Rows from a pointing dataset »

__________

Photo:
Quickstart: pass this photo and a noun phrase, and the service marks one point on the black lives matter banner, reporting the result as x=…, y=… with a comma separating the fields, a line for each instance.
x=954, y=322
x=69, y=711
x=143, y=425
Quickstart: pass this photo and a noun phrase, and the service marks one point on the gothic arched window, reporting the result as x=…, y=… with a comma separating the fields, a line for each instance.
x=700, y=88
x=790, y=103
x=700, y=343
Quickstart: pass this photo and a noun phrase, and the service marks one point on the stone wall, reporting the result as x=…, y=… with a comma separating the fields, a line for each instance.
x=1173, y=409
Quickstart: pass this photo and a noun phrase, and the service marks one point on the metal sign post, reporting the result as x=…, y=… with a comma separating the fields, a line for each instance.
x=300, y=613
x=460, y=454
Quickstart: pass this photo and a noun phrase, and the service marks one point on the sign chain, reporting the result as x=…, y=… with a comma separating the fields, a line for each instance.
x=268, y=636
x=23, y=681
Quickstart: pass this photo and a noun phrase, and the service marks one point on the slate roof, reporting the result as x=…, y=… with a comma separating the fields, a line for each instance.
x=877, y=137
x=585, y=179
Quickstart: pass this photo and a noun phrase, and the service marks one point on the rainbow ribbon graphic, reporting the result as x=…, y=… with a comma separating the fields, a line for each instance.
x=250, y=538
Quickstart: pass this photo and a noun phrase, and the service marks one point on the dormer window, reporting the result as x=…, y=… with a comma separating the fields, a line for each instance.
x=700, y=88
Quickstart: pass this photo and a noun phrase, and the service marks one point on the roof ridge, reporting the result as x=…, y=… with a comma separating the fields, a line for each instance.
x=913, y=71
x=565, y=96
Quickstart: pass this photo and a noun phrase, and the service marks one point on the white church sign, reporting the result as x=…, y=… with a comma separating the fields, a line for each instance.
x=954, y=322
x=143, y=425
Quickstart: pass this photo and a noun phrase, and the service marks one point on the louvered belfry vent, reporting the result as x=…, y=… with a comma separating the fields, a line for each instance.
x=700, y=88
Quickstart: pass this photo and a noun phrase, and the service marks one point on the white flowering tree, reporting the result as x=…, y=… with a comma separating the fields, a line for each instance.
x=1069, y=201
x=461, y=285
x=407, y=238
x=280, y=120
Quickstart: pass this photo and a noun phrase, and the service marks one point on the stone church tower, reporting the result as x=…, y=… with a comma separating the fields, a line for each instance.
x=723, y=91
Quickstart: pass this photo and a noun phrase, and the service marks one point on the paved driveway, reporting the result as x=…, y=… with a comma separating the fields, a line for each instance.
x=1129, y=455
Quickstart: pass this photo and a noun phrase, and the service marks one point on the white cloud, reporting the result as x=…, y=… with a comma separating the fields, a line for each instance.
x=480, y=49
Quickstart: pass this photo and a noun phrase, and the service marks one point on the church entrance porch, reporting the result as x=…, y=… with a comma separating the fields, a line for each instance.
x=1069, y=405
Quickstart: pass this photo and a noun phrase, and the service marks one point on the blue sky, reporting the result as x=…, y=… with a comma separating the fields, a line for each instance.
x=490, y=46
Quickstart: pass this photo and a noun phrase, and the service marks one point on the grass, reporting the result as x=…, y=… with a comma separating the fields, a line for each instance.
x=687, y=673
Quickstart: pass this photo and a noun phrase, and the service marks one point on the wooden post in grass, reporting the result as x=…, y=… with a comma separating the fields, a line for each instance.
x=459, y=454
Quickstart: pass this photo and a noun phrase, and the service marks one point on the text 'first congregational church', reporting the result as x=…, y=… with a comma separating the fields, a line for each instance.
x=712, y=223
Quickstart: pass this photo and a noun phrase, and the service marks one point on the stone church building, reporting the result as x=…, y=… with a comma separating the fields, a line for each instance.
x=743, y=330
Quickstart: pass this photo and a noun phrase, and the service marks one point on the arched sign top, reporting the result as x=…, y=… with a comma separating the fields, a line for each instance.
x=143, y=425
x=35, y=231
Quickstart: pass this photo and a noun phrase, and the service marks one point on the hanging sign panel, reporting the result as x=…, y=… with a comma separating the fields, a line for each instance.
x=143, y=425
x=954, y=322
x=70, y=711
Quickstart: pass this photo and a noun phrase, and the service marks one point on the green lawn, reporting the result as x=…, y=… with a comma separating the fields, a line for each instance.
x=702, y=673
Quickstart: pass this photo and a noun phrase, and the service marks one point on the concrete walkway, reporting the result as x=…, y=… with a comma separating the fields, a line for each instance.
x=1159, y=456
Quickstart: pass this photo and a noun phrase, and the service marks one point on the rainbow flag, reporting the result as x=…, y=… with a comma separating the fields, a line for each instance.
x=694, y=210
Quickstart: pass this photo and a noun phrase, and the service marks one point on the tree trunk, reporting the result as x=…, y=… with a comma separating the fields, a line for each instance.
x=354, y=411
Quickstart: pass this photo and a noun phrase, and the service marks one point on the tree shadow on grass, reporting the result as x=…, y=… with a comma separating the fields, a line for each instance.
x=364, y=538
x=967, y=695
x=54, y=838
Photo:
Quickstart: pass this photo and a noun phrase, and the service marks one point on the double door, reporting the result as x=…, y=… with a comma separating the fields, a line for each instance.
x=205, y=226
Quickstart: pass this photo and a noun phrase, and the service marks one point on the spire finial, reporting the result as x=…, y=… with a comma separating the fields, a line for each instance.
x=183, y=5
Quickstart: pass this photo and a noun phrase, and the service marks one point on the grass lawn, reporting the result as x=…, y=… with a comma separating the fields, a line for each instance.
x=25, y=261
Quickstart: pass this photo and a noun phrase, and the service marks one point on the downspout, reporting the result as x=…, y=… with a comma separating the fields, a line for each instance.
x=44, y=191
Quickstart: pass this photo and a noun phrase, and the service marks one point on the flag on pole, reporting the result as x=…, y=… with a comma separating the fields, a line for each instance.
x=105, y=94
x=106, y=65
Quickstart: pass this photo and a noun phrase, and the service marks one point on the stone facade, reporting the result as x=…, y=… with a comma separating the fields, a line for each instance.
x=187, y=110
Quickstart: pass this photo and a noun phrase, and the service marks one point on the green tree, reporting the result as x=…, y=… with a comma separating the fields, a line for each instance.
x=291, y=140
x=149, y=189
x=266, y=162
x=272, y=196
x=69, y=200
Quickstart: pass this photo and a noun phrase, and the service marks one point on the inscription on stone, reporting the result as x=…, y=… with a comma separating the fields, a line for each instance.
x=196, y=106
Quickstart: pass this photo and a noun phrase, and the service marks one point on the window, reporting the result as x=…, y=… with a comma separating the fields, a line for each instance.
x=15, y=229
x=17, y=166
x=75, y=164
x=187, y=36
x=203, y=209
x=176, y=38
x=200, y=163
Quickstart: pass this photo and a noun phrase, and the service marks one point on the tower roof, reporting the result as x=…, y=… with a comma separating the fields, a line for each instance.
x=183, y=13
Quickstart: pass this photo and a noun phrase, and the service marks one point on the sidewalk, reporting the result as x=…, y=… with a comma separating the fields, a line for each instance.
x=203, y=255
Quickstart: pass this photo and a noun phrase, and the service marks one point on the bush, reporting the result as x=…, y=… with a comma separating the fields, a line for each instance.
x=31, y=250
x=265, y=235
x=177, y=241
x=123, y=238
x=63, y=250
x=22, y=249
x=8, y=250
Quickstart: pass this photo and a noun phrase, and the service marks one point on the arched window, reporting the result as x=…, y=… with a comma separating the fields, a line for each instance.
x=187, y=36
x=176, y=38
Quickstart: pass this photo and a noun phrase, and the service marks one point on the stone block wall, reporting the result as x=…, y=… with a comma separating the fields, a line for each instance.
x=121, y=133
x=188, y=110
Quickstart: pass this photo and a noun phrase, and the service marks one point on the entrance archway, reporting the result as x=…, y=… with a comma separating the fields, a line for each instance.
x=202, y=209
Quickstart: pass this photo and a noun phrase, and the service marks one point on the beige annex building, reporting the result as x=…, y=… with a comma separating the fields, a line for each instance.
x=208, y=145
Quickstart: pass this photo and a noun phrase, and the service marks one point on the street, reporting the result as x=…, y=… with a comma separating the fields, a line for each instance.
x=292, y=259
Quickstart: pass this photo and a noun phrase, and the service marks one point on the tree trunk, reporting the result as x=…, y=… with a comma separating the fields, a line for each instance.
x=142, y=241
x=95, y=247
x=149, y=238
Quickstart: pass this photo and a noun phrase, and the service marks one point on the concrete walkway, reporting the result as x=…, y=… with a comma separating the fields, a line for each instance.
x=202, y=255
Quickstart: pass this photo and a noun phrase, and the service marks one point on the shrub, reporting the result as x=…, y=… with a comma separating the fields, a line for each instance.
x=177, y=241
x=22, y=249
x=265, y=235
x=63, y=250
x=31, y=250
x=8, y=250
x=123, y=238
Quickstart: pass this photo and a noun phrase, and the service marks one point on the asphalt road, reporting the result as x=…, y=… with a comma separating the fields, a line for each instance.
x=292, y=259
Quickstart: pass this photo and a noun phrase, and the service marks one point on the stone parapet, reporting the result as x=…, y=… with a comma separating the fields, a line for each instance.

__________

Copy word for word the lines of the records above, starting with the line containing "the white flowering" and continuing through the line containing "x=280, y=120".

SOLUTION TO THIS EXERCISE »
Quickstart: pass this photo and a noun phrase, and the service marks one point on the white flowering tree, reporting the result as x=…, y=… with a comma separating the fields, a line for each instance.
x=1069, y=201
x=461, y=285
x=407, y=238
x=280, y=120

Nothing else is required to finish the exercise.